## REQUIRED WORK
The passage below discusses Blake's heroes and villains. List every character from Blake's poetry that it names.

--- START EXTRACT PROVIDED ---

Moreover, Blake himself I think came to redefine his position on Milton's
devil, especially in *Milton* (obviously) and *Jerusalem*.  In Blake's early
work, Satan rarely appears by name, but by the time we get to *J* he's pretty
explicit that Albion's Spectre is that Great Selfhood Satan.

Which brings me to your point about Blake and his characters and his heroes
being villains.  I frankly don't understand most of what you say about Blake:
"His heros are his villians and he manifests thru them all.  He
imbues them with
form him. He is their
author, they are his muse."

[Geez, I hate telnet]
"
"His heros are his villains and he manifests thru them all.  He imbues them witha robust sensuality and thus they transform him.  He is their author and they
are his muse."

Blake may well imbue his characters with a "robust sensuality," or at least 
some of them -- I just don't see frozen Urizen or the fallen, self-hating
Albion as particularly sensual, however robust their self-repression may be.
But I have no idea what you mean by their transforming Blake.  I do think
that Blake learns from his characters -- they often, especially in the early
works -- say things that he does not understand.  I think that is why he keeps
rewriting so many of his own myths.  Over the years he comes to see things in
his own work that he did not see when he wrote them.  (I don't think that
Blake is the only writer this happens to.  I think it must happen to anyone
who reads something he or she wrote 20 years ago.)  Is that the same as
transforming him?

As far as his heroes being his villains, do you mean to suggest that Los is 
actually the villain in *J* and that the Spectre is the hero?  I'll be the
first to admit that Los is more problematic than most readers seem to think,
but the forces of repression and oppression tend finally to remain the 
villains.

As for Blake using his characters as a megaphone, I would try something like
sounding board.  He is trying out ideas through his characters, trying to 
figure how things that he deeply believes are wrong can be presented so
persuasively.  This is a long way from simply using his characters to speak
for him -- however loudly.

--- END EXTRACT PROVIDED ---
--- START DATA ---

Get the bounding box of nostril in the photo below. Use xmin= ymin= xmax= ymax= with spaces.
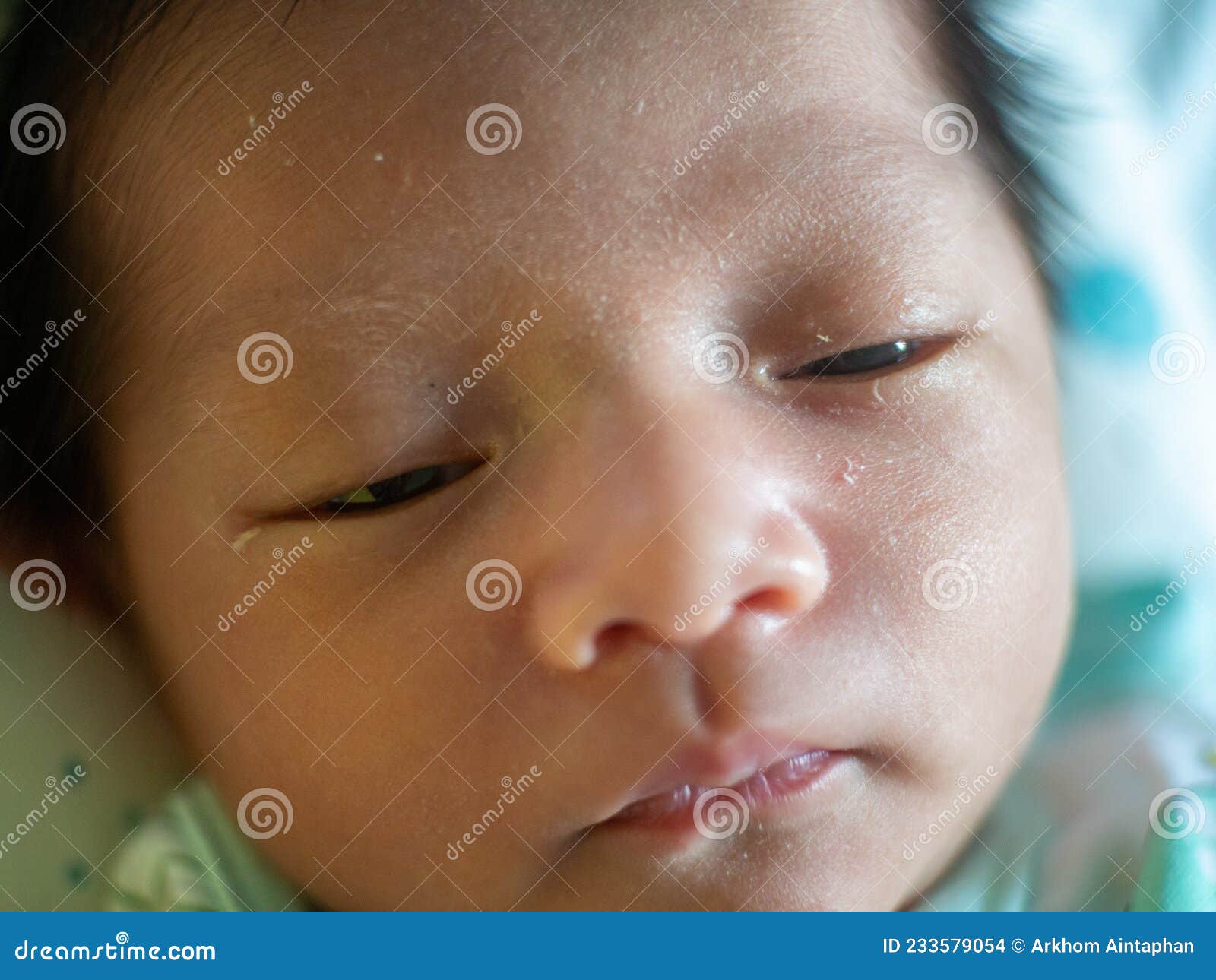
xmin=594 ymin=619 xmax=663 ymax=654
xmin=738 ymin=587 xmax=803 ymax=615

--- END DATA ---

## RESULT OF THE EXERCISE
- Satan
- Albion
- Albion's Spectre (the Spectre)
- Urizen
- Los